== RECORD SET

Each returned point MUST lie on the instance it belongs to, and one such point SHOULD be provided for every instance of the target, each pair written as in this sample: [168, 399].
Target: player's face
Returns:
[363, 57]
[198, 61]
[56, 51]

====

AIM OF THE EXERCISE: The entire listing must be repeated without a single change.

ANSWER:
Each returned point MUST lie on the instance it belongs to, and one such point SHOULD be provided for every instance of the target, each pair written as in this sample: [168, 399].
Target: player's face
Returns:
[363, 57]
[198, 61]
[56, 51]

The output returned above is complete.